--- GIVEN TASK ---
Copy each of the following rows exactly as it appears, without changing a single character.

--- RECORDS SUPPLIED ---
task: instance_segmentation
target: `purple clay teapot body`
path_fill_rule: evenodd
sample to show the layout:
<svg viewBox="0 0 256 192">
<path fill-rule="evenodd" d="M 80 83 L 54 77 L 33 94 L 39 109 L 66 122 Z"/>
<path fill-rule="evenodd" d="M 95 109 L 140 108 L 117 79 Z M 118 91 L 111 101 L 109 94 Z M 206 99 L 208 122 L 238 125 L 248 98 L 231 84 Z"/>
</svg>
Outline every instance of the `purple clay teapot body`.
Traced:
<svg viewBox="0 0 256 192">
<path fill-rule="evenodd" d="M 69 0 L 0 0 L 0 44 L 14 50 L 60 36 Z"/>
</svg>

--- PROBLEM SOLUTION ---
task: instance_segmentation
target: `purple clay teapot body`
path_fill_rule: evenodd
sample to show the layout:
<svg viewBox="0 0 256 192">
<path fill-rule="evenodd" d="M 80 83 L 54 77 L 33 94 L 39 109 L 66 122 Z"/>
<path fill-rule="evenodd" d="M 95 109 L 140 108 L 117 79 Z M 118 91 L 111 101 L 109 94 Z M 206 99 L 208 122 L 238 125 L 248 98 L 231 84 Z"/>
</svg>
Outline every instance of the `purple clay teapot body`.
Traced:
<svg viewBox="0 0 256 192">
<path fill-rule="evenodd" d="M 69 0 L 0 0 L 0 44 L 14 50 L 60 36 Z"/>
</svg>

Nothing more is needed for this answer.